**Try it:** Go through the material line by line. Say how many lines contain the word "like", and give nothing more.

**Extracted material:**
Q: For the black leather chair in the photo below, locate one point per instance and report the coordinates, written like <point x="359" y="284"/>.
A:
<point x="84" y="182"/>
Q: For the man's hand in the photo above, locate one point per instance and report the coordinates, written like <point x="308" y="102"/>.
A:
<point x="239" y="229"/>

**Solution:** 2